### [WORK TASK]
Which lines of the entries below contain the string "handrail"? Copy each one.

### [PROVIDED RECORDS]
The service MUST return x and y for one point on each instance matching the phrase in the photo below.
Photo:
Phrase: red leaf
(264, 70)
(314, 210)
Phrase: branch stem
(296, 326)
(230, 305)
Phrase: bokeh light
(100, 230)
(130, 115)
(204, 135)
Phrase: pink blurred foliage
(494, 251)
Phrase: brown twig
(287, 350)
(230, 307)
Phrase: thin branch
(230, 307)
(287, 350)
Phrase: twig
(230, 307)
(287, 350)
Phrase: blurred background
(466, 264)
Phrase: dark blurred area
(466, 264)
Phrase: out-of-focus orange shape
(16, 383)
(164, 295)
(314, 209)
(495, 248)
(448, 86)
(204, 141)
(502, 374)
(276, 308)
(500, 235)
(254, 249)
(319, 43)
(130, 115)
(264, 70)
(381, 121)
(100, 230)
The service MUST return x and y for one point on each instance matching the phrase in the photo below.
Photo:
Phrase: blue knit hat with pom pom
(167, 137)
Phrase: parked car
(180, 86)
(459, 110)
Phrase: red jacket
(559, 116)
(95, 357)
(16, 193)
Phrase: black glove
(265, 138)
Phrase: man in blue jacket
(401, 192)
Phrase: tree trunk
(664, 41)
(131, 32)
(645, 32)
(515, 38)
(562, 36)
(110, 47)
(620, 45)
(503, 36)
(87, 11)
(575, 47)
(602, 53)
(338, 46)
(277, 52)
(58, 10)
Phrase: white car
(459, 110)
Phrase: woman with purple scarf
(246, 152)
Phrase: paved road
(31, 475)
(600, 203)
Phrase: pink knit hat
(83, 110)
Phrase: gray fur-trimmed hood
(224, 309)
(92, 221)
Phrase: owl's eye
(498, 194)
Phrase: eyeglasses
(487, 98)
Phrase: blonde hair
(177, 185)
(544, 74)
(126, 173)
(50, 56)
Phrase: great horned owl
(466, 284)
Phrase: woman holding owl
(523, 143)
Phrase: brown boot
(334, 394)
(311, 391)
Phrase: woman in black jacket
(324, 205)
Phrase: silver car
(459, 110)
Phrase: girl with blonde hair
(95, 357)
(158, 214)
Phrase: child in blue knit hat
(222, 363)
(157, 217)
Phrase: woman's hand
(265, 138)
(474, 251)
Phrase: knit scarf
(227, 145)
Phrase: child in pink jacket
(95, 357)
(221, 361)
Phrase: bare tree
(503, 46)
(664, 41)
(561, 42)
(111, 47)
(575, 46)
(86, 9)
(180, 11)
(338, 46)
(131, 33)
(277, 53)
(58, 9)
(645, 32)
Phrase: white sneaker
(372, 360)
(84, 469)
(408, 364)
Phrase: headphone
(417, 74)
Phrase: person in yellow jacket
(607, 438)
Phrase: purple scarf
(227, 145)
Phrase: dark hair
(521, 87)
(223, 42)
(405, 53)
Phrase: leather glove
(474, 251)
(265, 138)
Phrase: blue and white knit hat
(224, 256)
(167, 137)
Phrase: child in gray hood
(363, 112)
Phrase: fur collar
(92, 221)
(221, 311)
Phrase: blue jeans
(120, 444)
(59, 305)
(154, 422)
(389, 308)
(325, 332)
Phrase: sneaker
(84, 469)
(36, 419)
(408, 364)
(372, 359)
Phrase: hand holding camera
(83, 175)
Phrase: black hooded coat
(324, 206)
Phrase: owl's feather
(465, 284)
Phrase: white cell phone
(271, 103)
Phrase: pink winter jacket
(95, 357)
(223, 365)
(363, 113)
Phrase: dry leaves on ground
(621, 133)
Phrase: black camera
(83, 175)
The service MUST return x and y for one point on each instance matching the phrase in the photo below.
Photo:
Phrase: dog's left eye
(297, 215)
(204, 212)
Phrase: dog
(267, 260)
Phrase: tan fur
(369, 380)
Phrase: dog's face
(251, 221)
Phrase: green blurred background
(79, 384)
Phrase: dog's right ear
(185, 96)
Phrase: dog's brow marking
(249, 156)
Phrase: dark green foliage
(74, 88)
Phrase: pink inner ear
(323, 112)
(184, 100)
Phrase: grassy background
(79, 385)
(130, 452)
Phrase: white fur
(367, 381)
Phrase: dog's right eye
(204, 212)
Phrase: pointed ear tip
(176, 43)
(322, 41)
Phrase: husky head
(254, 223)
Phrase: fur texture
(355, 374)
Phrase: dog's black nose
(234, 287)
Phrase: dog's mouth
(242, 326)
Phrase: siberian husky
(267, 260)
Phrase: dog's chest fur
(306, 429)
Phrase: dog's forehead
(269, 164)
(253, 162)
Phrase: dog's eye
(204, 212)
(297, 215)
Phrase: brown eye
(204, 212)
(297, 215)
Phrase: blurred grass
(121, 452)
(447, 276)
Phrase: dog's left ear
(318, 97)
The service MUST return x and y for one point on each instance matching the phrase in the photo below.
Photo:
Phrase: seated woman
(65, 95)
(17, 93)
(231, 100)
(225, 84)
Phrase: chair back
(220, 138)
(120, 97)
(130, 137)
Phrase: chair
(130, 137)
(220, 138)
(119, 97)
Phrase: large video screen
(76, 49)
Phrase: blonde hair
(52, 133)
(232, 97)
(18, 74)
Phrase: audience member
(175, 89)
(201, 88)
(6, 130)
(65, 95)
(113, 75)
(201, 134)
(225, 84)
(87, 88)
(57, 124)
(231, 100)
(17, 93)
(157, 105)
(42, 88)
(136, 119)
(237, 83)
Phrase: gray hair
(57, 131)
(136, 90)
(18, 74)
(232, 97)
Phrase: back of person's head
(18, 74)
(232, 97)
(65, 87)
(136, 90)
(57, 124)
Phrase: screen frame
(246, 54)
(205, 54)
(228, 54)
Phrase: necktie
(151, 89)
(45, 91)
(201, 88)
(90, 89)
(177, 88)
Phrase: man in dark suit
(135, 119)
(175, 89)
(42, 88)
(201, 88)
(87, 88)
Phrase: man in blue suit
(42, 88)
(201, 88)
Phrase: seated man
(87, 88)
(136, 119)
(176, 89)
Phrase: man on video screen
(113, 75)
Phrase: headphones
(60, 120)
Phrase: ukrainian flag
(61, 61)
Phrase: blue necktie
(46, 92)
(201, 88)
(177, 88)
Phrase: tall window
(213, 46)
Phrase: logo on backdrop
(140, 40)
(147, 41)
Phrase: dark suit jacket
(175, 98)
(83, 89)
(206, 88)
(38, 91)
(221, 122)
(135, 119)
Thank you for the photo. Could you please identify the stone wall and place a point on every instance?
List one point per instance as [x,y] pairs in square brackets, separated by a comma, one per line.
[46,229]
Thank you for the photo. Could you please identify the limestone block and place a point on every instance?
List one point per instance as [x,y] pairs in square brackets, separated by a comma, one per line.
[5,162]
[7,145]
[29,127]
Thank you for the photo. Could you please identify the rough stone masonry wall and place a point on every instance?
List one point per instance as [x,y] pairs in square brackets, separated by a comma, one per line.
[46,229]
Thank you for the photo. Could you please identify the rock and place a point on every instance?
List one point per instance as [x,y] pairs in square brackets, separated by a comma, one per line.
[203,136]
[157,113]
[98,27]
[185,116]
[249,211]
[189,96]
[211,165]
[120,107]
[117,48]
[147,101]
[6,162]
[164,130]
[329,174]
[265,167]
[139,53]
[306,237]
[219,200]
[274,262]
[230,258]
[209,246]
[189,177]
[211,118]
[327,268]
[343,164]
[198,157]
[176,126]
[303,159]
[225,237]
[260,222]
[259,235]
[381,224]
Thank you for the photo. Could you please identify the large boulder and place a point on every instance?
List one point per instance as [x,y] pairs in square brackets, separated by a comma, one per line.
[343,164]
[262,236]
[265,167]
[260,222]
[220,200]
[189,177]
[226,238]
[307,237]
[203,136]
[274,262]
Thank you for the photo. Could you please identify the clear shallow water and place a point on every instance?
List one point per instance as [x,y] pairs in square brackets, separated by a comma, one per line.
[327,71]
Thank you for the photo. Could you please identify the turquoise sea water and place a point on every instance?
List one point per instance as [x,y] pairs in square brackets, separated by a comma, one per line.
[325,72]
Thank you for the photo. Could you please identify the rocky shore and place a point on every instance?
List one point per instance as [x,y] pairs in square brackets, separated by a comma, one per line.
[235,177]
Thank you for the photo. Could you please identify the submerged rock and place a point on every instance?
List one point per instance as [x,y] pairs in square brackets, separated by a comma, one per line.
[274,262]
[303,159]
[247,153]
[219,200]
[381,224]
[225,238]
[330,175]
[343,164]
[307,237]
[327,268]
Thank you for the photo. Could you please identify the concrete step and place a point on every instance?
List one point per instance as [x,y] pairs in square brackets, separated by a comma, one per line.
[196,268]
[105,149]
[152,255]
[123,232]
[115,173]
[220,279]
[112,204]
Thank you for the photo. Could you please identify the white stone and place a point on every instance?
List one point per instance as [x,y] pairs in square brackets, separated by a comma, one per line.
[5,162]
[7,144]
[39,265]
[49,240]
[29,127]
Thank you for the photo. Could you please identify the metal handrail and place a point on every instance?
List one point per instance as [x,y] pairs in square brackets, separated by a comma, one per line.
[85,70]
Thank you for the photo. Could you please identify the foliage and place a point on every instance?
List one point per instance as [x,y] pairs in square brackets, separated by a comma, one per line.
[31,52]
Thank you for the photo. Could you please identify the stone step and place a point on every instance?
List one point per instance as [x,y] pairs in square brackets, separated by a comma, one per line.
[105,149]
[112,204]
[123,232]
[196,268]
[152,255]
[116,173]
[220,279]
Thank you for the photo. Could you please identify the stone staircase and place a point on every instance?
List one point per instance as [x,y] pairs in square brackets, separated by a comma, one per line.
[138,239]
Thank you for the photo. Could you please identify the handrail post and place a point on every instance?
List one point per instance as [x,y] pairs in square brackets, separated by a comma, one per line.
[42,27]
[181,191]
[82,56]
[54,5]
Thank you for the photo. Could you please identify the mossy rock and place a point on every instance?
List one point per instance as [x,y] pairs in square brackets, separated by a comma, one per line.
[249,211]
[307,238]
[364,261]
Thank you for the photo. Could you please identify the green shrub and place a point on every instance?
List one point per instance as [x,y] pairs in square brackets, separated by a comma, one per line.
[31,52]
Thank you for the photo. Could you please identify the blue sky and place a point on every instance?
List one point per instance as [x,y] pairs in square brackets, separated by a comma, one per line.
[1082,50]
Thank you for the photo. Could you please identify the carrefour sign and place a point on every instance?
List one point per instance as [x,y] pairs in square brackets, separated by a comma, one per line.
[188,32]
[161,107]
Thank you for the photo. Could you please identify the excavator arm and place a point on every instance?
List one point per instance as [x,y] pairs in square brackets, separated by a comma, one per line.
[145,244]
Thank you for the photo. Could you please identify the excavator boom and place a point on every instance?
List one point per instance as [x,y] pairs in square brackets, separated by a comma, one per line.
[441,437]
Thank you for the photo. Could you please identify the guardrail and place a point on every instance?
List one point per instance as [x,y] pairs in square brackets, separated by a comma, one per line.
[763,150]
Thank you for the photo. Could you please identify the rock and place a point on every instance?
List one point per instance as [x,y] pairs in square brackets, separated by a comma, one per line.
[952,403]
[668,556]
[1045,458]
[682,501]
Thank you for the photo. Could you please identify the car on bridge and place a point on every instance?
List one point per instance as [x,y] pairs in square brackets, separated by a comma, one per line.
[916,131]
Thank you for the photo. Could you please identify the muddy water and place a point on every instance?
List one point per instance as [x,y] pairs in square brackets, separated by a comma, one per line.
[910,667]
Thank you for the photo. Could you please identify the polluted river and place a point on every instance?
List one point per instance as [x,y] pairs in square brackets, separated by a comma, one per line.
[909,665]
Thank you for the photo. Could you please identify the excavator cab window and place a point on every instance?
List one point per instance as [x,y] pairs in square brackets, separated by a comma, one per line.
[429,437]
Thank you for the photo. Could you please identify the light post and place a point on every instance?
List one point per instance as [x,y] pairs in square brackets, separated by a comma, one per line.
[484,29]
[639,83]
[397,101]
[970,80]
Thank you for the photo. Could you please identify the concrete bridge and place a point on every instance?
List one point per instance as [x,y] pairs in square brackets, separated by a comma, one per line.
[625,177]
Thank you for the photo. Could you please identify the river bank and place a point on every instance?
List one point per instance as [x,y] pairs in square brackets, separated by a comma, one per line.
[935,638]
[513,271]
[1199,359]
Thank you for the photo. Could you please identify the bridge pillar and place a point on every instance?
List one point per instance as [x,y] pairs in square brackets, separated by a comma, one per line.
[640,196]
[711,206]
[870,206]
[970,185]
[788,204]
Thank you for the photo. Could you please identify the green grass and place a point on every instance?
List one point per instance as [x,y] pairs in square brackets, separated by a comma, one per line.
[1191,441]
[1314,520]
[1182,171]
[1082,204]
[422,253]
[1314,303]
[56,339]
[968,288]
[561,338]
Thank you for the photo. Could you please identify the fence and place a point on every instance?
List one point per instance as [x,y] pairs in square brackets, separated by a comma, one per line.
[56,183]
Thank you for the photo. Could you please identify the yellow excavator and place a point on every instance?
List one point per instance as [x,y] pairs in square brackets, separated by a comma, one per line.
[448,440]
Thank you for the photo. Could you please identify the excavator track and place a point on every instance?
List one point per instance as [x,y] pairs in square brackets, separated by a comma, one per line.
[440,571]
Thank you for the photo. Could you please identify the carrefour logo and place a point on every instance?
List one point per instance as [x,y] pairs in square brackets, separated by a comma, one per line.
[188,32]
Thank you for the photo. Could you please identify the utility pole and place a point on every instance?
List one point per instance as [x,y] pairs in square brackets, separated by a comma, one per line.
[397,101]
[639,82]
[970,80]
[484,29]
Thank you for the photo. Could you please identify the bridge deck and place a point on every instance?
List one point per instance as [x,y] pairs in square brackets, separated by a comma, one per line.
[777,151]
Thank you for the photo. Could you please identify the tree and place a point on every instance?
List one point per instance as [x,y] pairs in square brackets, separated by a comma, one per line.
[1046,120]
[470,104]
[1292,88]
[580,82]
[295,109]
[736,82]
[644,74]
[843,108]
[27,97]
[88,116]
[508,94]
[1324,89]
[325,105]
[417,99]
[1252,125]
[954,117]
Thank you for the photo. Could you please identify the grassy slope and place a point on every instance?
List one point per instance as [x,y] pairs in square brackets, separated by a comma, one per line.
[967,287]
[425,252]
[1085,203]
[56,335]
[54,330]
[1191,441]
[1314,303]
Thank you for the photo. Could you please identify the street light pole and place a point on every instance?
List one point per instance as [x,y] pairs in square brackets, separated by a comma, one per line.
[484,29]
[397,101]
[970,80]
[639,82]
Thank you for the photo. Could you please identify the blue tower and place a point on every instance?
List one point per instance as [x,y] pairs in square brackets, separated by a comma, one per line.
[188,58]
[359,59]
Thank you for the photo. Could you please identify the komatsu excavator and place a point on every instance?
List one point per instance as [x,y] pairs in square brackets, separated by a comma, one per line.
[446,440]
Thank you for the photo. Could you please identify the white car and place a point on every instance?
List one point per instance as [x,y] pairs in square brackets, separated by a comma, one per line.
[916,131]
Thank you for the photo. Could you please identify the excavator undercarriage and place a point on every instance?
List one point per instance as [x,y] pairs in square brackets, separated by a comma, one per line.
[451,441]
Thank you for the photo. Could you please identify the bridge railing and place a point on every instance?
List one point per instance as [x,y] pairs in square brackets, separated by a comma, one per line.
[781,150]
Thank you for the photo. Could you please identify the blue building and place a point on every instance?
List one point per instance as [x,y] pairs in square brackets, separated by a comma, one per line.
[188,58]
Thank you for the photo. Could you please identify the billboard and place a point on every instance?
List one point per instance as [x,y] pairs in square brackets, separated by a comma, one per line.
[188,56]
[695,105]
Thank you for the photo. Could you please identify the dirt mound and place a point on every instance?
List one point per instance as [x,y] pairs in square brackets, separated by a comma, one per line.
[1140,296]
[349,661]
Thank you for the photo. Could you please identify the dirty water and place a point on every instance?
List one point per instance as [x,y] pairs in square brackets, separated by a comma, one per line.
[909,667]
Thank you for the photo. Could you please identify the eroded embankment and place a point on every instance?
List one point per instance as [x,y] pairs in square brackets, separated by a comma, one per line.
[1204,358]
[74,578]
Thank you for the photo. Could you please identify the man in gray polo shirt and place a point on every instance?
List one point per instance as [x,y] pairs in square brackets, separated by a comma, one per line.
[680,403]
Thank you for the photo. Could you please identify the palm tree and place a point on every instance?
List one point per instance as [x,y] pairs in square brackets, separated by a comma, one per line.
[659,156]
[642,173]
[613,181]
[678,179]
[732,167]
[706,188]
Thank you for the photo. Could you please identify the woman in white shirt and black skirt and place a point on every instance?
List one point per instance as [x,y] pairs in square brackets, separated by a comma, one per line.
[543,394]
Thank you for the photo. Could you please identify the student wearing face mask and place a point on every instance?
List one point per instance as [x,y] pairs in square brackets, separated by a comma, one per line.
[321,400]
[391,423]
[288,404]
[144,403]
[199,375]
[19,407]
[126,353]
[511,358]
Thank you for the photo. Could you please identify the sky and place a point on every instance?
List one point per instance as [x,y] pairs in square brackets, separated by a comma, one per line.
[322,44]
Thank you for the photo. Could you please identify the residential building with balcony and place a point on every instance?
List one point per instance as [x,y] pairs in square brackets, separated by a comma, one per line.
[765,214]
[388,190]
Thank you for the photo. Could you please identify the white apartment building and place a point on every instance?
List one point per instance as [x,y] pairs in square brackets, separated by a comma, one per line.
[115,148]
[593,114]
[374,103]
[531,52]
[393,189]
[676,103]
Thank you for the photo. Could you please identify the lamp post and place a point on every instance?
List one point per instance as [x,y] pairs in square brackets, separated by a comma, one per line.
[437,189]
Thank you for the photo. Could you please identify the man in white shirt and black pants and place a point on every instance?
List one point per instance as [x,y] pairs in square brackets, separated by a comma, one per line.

### [SOLUTION TO THIS TASK]
Thank you for the photo. Could you please identify the metal handrail and place a point on every instance?
Thank you for the photo. Could you please identify the handrail post and place a point on every instance?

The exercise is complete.